— START OF RECORDS TO PROCESS —

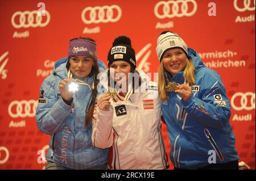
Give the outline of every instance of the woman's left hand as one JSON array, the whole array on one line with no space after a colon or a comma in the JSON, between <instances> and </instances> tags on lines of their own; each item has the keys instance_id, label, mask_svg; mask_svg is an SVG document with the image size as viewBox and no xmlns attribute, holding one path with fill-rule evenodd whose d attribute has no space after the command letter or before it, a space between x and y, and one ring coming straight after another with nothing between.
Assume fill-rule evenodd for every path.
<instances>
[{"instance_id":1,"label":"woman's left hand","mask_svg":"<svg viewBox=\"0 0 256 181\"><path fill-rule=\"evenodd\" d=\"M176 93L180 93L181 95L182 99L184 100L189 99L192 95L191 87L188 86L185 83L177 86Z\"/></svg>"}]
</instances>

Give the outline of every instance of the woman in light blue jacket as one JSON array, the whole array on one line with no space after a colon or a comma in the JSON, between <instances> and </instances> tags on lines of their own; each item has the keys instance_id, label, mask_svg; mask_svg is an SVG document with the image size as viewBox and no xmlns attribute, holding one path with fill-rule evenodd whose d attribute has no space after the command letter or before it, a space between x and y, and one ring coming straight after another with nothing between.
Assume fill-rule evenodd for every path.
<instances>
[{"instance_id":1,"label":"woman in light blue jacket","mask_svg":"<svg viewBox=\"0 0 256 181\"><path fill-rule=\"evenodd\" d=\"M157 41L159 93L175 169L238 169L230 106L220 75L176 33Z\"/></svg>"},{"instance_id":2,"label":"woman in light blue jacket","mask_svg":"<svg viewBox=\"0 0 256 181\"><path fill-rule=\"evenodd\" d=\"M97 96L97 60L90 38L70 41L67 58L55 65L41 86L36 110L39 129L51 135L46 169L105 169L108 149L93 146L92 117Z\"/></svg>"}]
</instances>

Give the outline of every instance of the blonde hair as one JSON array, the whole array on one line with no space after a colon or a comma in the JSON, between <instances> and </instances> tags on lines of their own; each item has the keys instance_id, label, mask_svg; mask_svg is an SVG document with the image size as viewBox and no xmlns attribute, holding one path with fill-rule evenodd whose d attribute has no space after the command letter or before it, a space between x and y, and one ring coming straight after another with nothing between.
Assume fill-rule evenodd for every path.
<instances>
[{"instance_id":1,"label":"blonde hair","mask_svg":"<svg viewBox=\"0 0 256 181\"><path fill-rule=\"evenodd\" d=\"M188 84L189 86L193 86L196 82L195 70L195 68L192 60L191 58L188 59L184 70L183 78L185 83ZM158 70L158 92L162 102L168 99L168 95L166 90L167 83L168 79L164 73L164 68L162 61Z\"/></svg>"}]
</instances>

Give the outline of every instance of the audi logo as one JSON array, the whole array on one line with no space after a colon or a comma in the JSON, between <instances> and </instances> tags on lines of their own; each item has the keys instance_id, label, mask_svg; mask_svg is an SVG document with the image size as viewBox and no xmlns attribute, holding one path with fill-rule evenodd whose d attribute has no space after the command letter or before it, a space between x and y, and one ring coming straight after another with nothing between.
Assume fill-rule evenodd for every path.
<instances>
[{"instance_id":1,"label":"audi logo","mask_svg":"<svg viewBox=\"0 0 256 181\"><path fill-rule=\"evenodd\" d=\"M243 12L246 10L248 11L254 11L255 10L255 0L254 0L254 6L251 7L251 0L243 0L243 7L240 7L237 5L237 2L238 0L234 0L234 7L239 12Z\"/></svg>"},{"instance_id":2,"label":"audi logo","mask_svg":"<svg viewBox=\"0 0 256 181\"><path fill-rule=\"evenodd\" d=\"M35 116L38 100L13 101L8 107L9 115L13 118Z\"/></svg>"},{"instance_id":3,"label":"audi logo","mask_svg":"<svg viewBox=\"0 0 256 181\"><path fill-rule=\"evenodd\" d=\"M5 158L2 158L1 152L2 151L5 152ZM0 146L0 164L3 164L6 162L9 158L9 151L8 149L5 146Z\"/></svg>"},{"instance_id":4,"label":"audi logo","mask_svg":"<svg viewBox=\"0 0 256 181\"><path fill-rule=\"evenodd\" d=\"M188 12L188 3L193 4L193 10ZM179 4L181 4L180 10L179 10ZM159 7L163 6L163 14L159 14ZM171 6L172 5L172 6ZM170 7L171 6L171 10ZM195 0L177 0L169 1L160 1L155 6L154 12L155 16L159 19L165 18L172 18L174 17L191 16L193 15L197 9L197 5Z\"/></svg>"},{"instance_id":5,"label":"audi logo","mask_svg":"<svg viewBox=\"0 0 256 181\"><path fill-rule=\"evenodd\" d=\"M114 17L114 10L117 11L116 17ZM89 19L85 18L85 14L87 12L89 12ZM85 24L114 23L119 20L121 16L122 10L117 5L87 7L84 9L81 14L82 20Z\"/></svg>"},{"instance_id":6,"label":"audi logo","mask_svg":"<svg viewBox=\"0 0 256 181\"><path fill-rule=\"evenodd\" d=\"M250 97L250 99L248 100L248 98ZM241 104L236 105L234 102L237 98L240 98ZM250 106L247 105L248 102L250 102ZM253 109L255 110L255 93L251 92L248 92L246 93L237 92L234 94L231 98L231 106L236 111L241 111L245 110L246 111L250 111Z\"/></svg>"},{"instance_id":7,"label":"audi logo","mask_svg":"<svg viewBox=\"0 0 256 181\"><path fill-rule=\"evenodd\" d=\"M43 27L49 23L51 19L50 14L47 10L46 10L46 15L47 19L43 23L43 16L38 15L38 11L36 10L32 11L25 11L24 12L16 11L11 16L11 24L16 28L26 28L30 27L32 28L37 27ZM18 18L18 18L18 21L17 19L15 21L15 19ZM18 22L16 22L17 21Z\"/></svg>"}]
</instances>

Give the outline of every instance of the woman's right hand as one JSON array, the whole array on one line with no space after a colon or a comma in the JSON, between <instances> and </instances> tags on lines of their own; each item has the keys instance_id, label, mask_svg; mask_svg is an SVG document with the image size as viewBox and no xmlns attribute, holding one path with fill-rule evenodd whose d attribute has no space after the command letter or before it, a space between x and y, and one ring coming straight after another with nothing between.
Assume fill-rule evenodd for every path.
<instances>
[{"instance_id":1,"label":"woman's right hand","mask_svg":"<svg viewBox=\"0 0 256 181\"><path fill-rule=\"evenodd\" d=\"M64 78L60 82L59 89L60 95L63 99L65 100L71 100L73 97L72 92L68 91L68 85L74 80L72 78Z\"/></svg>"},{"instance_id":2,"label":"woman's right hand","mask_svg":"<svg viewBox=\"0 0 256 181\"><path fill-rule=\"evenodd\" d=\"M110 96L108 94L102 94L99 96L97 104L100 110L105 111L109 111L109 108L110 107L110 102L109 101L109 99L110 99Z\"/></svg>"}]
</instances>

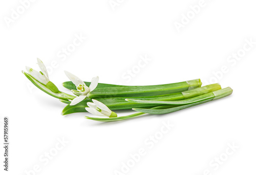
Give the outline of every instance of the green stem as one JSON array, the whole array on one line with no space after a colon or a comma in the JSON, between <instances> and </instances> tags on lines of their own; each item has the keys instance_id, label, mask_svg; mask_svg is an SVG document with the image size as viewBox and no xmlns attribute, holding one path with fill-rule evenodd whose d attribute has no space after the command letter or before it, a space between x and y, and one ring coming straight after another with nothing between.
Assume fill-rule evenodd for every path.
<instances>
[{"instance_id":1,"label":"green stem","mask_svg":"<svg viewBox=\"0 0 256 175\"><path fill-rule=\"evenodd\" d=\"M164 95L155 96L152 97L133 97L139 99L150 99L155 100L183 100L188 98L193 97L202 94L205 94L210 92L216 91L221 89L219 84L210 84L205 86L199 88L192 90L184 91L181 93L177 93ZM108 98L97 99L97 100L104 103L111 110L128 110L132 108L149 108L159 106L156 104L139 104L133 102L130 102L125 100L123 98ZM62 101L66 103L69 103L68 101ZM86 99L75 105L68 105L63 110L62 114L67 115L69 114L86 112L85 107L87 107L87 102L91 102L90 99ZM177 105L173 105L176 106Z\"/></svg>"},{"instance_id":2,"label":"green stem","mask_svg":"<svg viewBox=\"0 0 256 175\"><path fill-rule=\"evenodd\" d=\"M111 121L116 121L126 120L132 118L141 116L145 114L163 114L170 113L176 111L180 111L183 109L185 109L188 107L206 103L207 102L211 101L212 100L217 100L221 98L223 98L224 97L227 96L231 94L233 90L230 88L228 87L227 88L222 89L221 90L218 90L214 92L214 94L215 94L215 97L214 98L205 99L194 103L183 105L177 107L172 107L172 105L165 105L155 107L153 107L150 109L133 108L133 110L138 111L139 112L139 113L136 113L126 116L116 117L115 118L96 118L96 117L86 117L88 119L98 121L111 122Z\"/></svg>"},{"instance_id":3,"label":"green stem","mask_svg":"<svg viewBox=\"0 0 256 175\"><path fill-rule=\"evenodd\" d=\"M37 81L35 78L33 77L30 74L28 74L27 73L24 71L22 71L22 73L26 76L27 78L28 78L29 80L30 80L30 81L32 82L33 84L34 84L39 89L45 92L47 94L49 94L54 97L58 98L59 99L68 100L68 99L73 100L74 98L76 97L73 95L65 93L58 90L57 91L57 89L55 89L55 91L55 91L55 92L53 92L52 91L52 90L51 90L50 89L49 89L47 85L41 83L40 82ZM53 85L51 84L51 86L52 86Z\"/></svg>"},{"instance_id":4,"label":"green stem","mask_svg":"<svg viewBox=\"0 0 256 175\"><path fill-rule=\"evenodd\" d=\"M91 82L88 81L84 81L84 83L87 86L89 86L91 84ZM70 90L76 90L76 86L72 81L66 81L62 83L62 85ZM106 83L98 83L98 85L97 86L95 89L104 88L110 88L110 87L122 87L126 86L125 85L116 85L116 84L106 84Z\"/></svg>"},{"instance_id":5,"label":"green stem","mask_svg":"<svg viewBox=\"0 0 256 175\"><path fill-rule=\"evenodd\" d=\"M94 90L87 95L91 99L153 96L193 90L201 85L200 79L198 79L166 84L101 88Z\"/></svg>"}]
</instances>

— END OF RECORDS TO PROCESS —

▶ [WORK INSTRUCTIONS]
How many lines of the data above contain the word "hair"? Reply with the number alone.

▶ [TASK RESULT]
2